## BEGIN

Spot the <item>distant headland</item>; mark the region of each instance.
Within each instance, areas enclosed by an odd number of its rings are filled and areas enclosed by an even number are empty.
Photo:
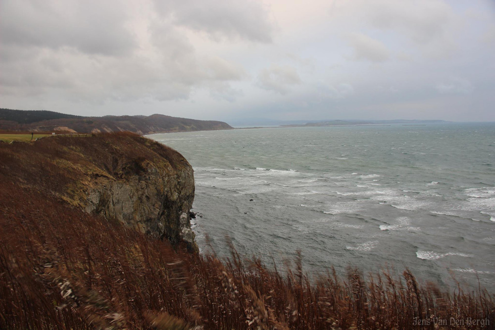
[[[83,117],[47,110],[0,109],[0,130],[12,132],[99,133],[125,131],[144,135],[233,128],[221,121],[198,120],[158,114]]]

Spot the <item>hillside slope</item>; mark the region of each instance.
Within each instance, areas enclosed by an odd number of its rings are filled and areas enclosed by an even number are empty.
[[[0,182],[197,249],[193,169],[180,153],[128,133],[0,144]]]
[[[137,134],[228,130],[223,122],[198,120],[155,114],[151,116],[79,117],[53,111],[0,109],[0,130],[29,132],[64,131],[79,133],[126,131]]]

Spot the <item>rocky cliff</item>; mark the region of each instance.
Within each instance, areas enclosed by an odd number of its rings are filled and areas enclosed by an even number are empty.
[[[2,180],[197,250],[193,169],[168,147],[130,133],[55,137],[2,144],[0,158]]]

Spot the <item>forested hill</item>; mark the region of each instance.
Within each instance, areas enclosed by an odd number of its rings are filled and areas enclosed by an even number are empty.
[[[80,133],[128,131],[138,134],[151,134],[232,128],[224,122],[198,120],[157,114],[148,116],[82,117],[46,110],[0,109],[0,130],[5,131],[62,131]]]
[[[80,118],[81,116],[67,115],[46,110],[12,110],[0,109],[0,120],[8,120],[19,124],[32,124],[50,119]]]

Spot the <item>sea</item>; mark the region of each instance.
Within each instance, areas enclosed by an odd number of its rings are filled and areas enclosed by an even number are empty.
[[[203,253],[495,292],[495,123],[155,134],[194,169]],[[200,216],[200,217],[199,216]]]

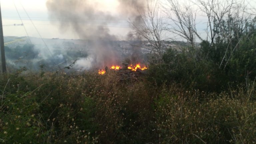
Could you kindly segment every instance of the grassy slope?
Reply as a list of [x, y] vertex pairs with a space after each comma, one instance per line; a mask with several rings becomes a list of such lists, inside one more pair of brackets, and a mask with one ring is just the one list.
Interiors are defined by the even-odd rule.
[[120, 76], [85, 72], [1, 79], [0, 143], [255, 142], [254, 89], [208, 93]]

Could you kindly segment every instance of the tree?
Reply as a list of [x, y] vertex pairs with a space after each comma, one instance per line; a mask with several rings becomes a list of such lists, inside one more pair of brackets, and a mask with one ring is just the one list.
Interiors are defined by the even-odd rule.
[[165, 38], [166, 23], [162, 16], [158, 0], [147, 0], [146, 5], [145, 9], [137, 9], [139, 20], [130, 21], [130, 24], [134, 36], [149, 43], [150, 46], [145, 48], [161, 57], [165, 51], [163, 42]]

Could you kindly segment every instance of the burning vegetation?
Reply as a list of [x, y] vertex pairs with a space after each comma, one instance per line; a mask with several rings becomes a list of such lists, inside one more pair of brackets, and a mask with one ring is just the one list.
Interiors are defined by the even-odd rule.
[[[112, 66], [109, 67], [110, 70], [114, 71], [119, 71], [121, 70], [127, 70], [131, 71], [133, 72], [136, 72], [138, 70], [145, 71], [147, 70], [148, 68], [146, 66], [141, 66], [140, 64], [137, 64], [135, 65], [130, 65], [125, 67], [124, 68], [122, 68], [120, 66], [116, 65], [116, 66]], [[101, 69], [99, 70], [98, 73], [99, 74], [103, 75], [106, 73], [106, 70]]]

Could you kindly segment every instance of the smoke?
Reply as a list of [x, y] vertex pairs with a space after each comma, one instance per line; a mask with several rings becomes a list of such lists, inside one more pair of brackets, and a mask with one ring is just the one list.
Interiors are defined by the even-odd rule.
[[[122, 61], [120, 54], [115, 49], [114, 41], [119, 40], [118, 37], [110, 33], [108, 25], [124, 18], [136, 24], [141, 24], [138, 10], [144, 9], [146, 2], [146, 0], [117, 0], [119, 3], [117, 15], [103, 11], [98, 6], [99, 3], [90, 0], [48, 0], [46, 4], [50, 17], [57, 20], [61, 31], [65, 32], [71, 29], [80, 39], [89, 41], [89, 48], [92, 50], [89, 57], [93, 60], [89, 65], [95, 68], [104, 68], [118, 64]], [[77, 63], [79, 66], [76, 67], [86, 67], [81, 64], [83, 61], [84, 64], [88, 63], [85, 60], [80, 60]]]

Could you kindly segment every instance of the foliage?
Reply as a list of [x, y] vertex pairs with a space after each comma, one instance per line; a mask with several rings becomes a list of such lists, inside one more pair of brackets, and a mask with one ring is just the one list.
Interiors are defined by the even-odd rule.
[[217, 94], [156, 87], [117, 71], [17, 72], [0, 80], [2, 143], [252, 143], [256, 136], [253, 86]]

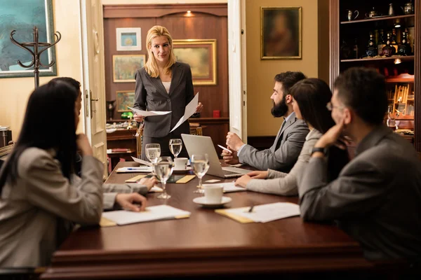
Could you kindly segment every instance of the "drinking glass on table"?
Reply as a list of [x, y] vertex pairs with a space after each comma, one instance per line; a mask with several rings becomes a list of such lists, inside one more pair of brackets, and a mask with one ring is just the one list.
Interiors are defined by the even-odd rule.
[[173, 159], [171, 157], [160, 157], [158, 158], [158, 162], [155, 164], [155, 172], [158, 178], [161, 181], [163, 190], [163, 192], [157, 197], [168, 200], [171, 197], [170, 195], [166, 193], [166, 181], [173, 174]]
[[151, 174], [156, 175], [156, 173], [155, 172], [155, 164], [161, 155], [161, 146], [157, 144], [146, 144], [146, 146], [145, 147], [145, 153], [146, 154], [147, 159], [149, 160], [154, 165]]
[[208, 154], [204, 155], [192, 155], [191, 165], [193, 167], [194, 174], [199, 178], [199, 188], [194, 192], [195, 193], [204, 193], [203, 188], [201, 183], [201, 179], [209, 169], [209, 159]]
[[181, 139], [170, 139], [170, 150], [174, 155], [174, 158], [177, 158], [178, 154], [181, 152], [182, 148], [182, 142]]

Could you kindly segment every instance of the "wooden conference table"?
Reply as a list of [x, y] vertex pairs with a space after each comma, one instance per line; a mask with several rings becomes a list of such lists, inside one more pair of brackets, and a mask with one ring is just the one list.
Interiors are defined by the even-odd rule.
[[[138, 165], [119, 162], [106, 183], [123, 183], [138, 175], [116, 173], [116, 168]], [[218, 178], [206, 175], [203, 181], [210, 178]], [[334, 225], [304, 223], [300, 217], [241, 224], [194, 204], [192, 200], [201, 195], [193, 193], [197, 184], [195, 178], [187, 183], [167, 186], [172, 195], [167, 204], [190, 211], [189, 218], [79, 229], [54, 253], [51, 266], [41, 278], [231, 279], [241, 274], [349, 273], [374, 267], [363, 258], [358, 243]], [[149, 206], [165, 203], [157, 195], [147, 195]], [[298, 202], [297, 197], [253, 192], [225, 195], [232, 198], [226, 207]]]

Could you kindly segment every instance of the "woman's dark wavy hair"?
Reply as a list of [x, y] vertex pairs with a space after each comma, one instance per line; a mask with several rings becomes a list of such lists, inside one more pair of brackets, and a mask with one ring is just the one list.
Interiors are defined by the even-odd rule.
[[[304, 120], [314, 129], [325, 134], [335, 125], [331, 113], [326, 108], [332, 92], [324, 81], [315, 78], [302, 80], [291, 88], [290, 93], [298, 103]], [[332, 181], [348, 163], [349, 157], [347, 150], [336, 146], [329, 148], [328, 155], [329, 180]]]
[[76, 150], [74, 106], [77, 95], [73, 87], [60, 80], [51, 80], [31, 94], [19, 138], [0, 170], [0, 194], [7, 180], [15, 183], [19, 158], [28, 148], [55, 149], [62, 172], [69, 178]]

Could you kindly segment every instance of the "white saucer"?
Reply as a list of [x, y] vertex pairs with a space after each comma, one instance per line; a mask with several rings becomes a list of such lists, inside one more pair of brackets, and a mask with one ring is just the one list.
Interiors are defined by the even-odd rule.
[[186, 167], [185, 169], [176, 169], [175, 168], [173, 168], [173, 173], [175, 173], [175, 174], [187, 173], [190, 170], [192, 170], [192, 167]]
[[201, 204], [203, 206], [205, 207], [215, 207], [215, 206], [222, 206], [224, 204], [226, 204], [228, 202], [230, 202], [232, 200], [231, 199], [231, 197], [222, 197], [222, 200], [219, 202], [219, 203], [213, 203], [213, 202], [208, 202], [206, 201], [206, 197], [196, 197], [193, 200], [193, 202], [197, 204]]

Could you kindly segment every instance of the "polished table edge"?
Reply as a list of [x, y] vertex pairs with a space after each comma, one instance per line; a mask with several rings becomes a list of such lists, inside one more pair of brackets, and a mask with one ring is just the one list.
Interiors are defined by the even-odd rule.
[[[113, 172], [116, 168], [135, 164], [134, 162], [119, 162]], [[137, 174], [132, 174], [133, 176]], [[51, 267], [41, 279], [199, 276], [359, 270], [373, 267], [374, 265], [363, 258], [358, 242], [350, 239], [340, 244], [270, 247], [58, 250], [53, 255]]]

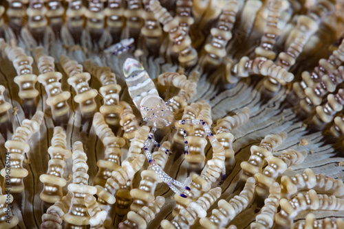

## END

GIVEN TASK: Rewrite the listing lines running from the one containing "Could you kindly segment every instance of the grassy" down to the one containing "51], [163, 42]]", with "vertex pairs" swapped for "coordinate pairs" and everything else unchanged.

SOLVED EXERCISE:
Could you kindly segment every instance of the grassy slope?
Reply as a list of [x, y] coordinate pairs with a space after each comma, one instance per line; a mask with several rings becomes a list of such lists, inside one more pair of brackets, and a mask with one ring is just the one list.
Interiors are defined by the even-odd rule.
[[120, 76], [85, 72], [1, 79], [0, 143], [255, 142], [254, 89], [208, 93]]

Could you kindly segment every instance of the tree?
Reply as a list of [x, y] coordinate pairs with a space after each comma, one instance per line; a mask with several rings becomes a list of such lists, inside one more pair of brackets, and a mask with one ring is just the one list.
Interiors are defined by the even-odd rule.
[[165, 38], [166, 23], [162, 16], [158, 0], [147, 0], [146, 5], [145, 9], [137, 9], [139, 20], [130, 21], [130, 24], [134, 36], [149, 43], [150, 46], [145, 48], [161, 57], [165, 51], [163, 42]]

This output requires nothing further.